⟨

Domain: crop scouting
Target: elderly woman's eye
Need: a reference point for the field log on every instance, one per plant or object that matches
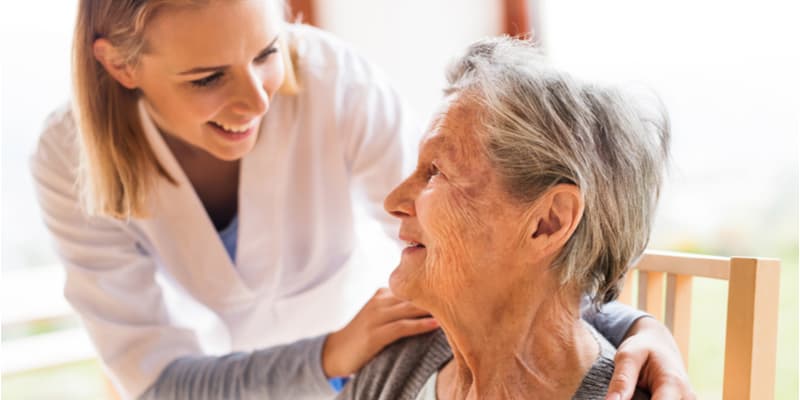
(433, 171)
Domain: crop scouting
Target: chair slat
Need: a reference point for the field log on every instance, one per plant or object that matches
(752, 328)
(677, 313)
(626, 295)
(685, 264)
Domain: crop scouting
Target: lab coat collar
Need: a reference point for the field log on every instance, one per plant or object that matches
(185, 240)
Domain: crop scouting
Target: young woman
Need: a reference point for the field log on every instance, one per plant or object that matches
(211, 146)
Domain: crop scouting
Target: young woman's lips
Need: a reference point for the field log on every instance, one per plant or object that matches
(230, 135)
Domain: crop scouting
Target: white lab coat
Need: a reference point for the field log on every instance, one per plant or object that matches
(295, 213)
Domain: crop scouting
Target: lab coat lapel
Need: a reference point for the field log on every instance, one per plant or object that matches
(261, 203)
(183, 235)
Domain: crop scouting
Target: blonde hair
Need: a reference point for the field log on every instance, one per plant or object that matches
(118, 167)
(541, 128)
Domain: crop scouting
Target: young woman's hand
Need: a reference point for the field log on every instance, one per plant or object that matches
(381, 321)
(650, 358)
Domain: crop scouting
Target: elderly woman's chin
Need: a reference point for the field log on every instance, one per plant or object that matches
(406, 279)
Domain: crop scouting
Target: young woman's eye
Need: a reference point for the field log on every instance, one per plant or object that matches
(263, 56)
(207, 81)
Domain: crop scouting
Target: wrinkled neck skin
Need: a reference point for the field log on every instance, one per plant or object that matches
(525, 342)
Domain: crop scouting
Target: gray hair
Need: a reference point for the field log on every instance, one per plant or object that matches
(541, 127)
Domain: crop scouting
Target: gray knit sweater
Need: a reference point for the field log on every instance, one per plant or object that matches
(400, 370)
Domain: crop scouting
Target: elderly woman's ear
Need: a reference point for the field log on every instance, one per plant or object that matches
(556, 215)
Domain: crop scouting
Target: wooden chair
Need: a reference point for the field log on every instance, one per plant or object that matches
(664, 282)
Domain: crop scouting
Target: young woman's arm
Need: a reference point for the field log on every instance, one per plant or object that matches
(647, 354)
(110, 281)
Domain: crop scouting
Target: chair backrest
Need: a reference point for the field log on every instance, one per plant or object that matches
(664, 283)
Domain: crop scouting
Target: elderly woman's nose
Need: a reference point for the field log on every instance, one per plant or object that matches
(399, 202)
(252, 98)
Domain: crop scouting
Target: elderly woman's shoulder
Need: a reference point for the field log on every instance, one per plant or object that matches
(402, 368)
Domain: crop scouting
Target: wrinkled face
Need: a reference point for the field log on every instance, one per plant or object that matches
(208, 73)
(461, 227)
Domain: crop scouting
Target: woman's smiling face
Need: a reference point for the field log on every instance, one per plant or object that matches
(458, 221)
(208, 73)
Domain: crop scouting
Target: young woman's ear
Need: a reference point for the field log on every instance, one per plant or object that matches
(113, 63)
(560, 210)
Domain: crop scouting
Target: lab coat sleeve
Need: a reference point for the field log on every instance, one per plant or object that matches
(111, 284)
(110, 281)
(381, 131)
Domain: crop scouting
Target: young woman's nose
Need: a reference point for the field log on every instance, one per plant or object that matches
(252, 97)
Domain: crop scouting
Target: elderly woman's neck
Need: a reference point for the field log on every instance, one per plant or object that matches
(526, 342)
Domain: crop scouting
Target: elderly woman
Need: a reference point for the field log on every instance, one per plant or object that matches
(531, 191)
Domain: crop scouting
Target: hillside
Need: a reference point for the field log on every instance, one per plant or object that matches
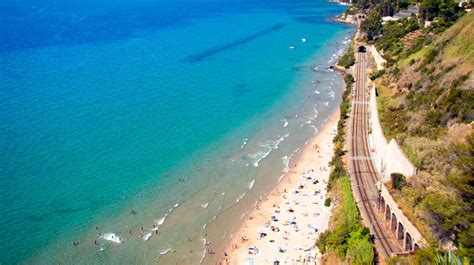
(426, 100)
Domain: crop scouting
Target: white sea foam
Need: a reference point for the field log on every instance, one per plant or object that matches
(286, 164)
(161, 220)
(259, 156)
(281, 177)
(268, 147)
(164, 251)
(147, 236)
(331, 94)
(244, 143)
(251, 184)
(112, 238)
(240, 197)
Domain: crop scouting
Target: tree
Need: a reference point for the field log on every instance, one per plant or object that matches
(398, 181)
(372, 25)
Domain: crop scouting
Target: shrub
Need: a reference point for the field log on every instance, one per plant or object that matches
(398, 181)
(377, 74)
(327, 202)
(348, 59)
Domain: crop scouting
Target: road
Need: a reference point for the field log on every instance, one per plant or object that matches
(361, 167)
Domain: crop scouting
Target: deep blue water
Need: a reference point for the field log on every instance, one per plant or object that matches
(99, 99)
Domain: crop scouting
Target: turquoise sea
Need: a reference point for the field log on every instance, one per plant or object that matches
(157, 114)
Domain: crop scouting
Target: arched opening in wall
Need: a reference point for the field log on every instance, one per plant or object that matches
(394, 222)
(408, 243)
(415, 247)
(401, 232)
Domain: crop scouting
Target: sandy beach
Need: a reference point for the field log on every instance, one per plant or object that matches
(284, 225)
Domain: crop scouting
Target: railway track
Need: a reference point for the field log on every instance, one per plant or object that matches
(363, 170)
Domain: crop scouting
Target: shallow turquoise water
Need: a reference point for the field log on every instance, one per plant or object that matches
(106, 107)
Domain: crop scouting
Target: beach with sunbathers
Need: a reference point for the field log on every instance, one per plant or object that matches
(284, 226)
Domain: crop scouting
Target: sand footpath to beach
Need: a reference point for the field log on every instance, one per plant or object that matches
(283, 226)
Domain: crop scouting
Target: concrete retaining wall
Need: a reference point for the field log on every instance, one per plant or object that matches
(379, 60)
(388, 157)
(408, 235)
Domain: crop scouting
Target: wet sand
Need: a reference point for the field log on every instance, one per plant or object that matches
(285, 224)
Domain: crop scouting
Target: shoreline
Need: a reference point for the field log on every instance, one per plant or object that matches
(293, 223)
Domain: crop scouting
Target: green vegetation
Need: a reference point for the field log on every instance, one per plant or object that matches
(347, 239)
(348, 59)
(327, 202)
(398, 181)
(391, 40)
(443, 12)
(372, 25)
(377, 74)
(426, 102)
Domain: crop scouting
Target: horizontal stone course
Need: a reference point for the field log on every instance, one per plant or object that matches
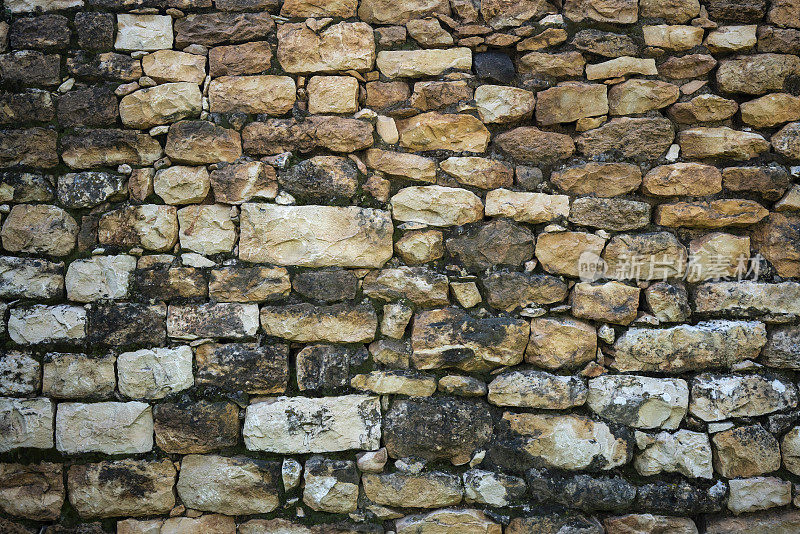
(408, 266)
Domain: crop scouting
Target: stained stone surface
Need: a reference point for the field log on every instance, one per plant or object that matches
(399, 266)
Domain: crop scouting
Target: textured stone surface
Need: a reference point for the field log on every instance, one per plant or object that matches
(705, 345)
(639, 401)
(108, 427)
(116, 488)
(346, 237)
(557, 293)
(294, 424)
(448, 337)
(237, 485)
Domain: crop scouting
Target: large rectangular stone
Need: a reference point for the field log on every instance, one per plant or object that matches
(315, 236)
(689, 347)
(32, 278)
(128, 487)
(299, 425)
(47, 324)
(108, 427)
(337, 323)
(233, 486)
(26, 423)
(221, 320)
(749, 299)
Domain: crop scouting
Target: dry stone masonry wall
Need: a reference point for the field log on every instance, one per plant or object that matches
(400, 266)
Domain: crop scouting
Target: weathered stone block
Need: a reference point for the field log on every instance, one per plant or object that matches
(331, 236)
(128, 487)
(236, 485)
(292, 425)
(107, 427)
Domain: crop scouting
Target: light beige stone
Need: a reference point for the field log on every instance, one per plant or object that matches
(672, 37)
(611, 302)
(478, 172)
(31, 278)
(717, 255)
(570, 442)
(570, 102)
(430, 489)
(731, 39)
(758, 493)
(292, 425)
(330, 485)
(47, 324)
(436, 205)
(155, 373)
(39, 229)
(790, 449)
(315, 236)
(640, 96)
(340, 47)
(683, 179)
(244, 181)
(415, 248)
(78, 376)
(100, 278)
(26, 423)
(94, 494)
(745, 451)
(621, 66)
(107, 427)
(502, 104)
(537, 389)
(22, 6)
(684, 452)
(401, 164)
(652, 256)
(174, 66)
(233, 485)
(561, 252)
(713, 214)
(180, 184)
(526, 207)
(615, 11)
(143, 32)
(400, 12)
(332, 94)
(337, 323)
(448, 520)
(162, 104)
(206, 229)
(703, 108)
(438, 131)
(600, 179)
(688, 347)
(315, 8)
(561, 343)
(640, 401)
(428, 33)
(421, 63)
(266, 94)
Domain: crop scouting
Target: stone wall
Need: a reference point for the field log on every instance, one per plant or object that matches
(408, 266)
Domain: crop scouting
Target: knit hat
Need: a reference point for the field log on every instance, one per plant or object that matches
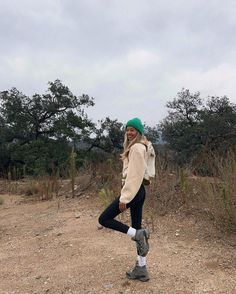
(137, 124)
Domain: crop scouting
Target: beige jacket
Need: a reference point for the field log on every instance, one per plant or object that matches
(133, 172)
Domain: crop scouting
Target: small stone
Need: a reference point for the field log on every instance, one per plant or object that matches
(38, 277)
(108, 286)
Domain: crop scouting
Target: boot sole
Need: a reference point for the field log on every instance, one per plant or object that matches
(137, 278)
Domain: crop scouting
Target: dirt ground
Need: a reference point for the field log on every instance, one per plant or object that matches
(56, 247)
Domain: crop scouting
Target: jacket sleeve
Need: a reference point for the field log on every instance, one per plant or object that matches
(135, 173)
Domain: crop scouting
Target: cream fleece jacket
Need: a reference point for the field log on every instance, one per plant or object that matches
(133, 172)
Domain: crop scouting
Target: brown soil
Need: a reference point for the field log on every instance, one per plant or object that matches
(56, 247)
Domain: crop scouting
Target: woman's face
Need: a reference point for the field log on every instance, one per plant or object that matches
(131, 133)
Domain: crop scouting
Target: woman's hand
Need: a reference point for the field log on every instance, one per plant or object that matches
(122, 206)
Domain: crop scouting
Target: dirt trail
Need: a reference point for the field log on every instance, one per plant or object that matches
(56, 247)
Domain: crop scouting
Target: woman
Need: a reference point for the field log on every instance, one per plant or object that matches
(132, 196)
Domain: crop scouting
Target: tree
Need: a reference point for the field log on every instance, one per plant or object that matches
(108, 136)
(32, 127)
(193, 129)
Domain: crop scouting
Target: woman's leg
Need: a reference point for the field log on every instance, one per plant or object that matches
(136, 208)
(107, 220)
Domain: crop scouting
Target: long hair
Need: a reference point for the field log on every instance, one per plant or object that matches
(127, 144)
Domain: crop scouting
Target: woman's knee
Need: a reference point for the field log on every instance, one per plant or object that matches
(102, 220)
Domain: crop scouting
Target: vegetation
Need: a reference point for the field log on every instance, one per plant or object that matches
(196, 131)
(48, 137)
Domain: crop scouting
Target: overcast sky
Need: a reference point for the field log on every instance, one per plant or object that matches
(132, 56)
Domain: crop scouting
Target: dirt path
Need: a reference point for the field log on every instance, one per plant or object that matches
(52, 247)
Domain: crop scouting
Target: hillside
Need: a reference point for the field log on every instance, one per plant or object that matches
(56, 247)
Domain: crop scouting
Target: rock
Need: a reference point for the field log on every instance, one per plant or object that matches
(108, 286)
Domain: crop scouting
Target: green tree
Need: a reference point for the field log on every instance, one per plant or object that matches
(34, 128)
(194, 130)
(108, 135)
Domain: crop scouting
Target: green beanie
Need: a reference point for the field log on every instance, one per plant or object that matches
(137, 124)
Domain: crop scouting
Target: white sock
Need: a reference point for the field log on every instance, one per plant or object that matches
(131, 232)
(141, 260)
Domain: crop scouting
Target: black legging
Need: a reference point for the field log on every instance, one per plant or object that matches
(106, 219)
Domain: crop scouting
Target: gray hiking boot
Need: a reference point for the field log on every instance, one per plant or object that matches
(138, 273)
(141, 238)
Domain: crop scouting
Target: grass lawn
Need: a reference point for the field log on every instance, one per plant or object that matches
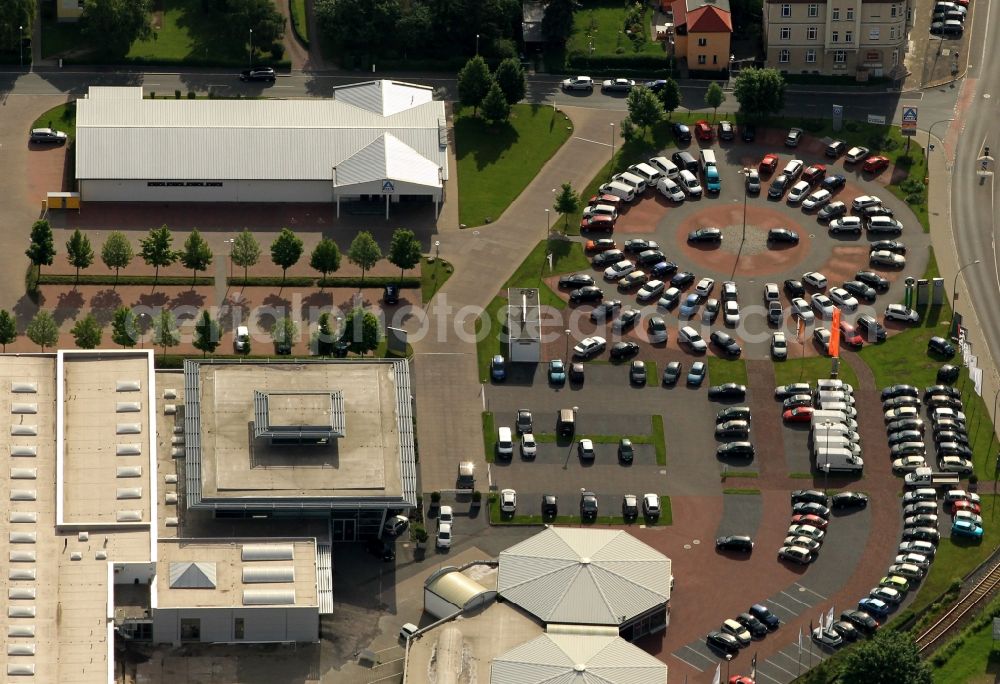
(810, 369)
(726, 370)
(495, 163)
(567, 257)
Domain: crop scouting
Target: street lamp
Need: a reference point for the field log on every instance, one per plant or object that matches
(954, 297)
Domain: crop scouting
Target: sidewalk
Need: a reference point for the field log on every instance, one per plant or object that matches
(449, 396)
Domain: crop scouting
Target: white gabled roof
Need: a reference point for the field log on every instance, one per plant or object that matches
(584, 576)
(577, 659)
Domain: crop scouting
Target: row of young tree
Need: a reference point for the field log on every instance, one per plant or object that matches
(156, 250)
(360, 331)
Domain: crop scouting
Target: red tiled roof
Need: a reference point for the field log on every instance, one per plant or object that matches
(708, 19)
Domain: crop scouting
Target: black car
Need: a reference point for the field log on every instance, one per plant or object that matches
(576, 280)
(624, 350)
(850, 500)
(860, 290)
(705, 235)
(795, 288)
(861, 620)
(729, 390)
(782, 235)
(735, 542)
(727, 344)
(872, 279)
(590, 293)
(258, 74)
(762, 613)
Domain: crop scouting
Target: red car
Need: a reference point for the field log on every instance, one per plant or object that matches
(799, 414)
(810, 519)
(769, 163)
(602, 245)
(598, 222)
(875, 164)
(849, 335)
(814, 173)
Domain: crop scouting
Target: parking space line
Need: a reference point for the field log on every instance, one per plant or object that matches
(687, 662)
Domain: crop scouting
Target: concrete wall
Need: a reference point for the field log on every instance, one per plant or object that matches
(260, 624)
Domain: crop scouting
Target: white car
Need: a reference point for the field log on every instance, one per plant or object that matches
(814, 279)
(856, 154)
(731, 310)
(883, 257)
(798, 192)
(800, 308)
(619, 270)
(822, 305)
(508, 501)
(669, 189)
(843, 299)
(816, 200)
(704, 287)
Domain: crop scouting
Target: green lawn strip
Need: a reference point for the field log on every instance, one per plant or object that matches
(433, 274)
(489, 435)
(496, 162)
(810, 369)
(726, 370)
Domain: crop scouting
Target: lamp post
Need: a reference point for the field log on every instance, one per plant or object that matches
(954, 297)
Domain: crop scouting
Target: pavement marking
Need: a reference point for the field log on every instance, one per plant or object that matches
(686, 662)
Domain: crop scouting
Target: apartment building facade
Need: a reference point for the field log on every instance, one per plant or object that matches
(859, 38)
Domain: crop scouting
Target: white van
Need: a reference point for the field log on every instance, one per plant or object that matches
(690, 183)
(505, 443)
(668, 168)
(625, 192)
(707, 159)
(646, 172)
(637, 183)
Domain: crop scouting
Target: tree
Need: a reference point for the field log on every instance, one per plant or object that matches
(111, 26)
(495, 107)
(286, 250)
(567, 202)
(42, 248)
(888, 658)
(714, 97)
(123, 327)
(116, 252)
(760, 92)
(8, 328)
(474, 83)
(670, 96)
(87, 332)
(364, 252)
(557, 22)
(155, 249)
(42, 330)
(165, 332)
(325, 257)
(245, 251)
(510, 77)
(196, 255)
(644, 108)
(207, 334)
(404, 250)
(361, 331)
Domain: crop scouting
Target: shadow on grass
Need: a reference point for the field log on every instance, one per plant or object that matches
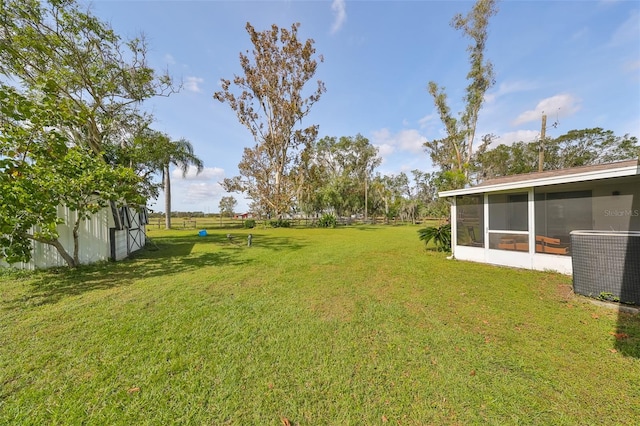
(162, 256)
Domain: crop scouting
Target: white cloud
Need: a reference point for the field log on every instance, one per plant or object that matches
(339, 9)
(405, 140)
(192, 84)
(201, 192)
(509, 87)
(208, 173)
(510, 138)
(563, 104)
(427, 119)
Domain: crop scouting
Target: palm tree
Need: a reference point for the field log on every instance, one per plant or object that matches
(180, 154)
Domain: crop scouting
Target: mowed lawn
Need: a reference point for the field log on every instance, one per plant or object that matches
(347, 326)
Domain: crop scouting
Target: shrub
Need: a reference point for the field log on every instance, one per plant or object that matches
(327, 221)
(441, 236)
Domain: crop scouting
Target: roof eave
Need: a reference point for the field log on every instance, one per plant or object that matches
(551, 180)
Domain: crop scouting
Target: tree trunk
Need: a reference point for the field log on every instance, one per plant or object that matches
(76, 241)
(167, 197)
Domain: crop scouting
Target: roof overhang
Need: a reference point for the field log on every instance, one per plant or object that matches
(580, 174)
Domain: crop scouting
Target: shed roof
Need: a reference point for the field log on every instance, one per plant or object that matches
(551, 177)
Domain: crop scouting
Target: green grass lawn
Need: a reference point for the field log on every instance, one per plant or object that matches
(339, 326)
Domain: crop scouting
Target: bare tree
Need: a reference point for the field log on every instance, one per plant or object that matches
(454, 152)
(269, 101)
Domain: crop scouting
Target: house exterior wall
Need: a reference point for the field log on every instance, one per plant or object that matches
(613, 205)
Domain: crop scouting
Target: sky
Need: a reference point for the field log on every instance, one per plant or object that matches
(578, 62)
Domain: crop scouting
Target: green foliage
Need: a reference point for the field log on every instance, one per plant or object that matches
(280, 223)
(336, 173)
(440, 235)
(573, 149)
(269, 100)
(227, 206)
(327, 221)
(455, 151)
(379, 329)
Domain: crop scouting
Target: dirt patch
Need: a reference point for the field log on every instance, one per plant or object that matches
(565, 291)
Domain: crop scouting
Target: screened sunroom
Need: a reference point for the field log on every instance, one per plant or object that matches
(526, 221)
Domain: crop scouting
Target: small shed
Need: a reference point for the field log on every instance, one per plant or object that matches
(526, 221)
(113, 233)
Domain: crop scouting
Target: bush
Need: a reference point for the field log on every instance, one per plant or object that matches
(441, 236)
(327, 221)
(280, 223)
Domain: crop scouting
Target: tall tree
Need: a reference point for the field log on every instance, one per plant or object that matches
(346, 166)
(54, 46)
(227, 206)
(268, 99)
(40, 172)
(575, 148)
(179, 153)
(454, 152)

⟩

- Instructions for the task -
Find every line in the data above that contains the word "beach", and copy each of those lines. Treat uppercase and lowercase letters as different.

- Result for this exercise -
Target: sandy beach
Target: beach with sunbathers
Target: sand footpath to beach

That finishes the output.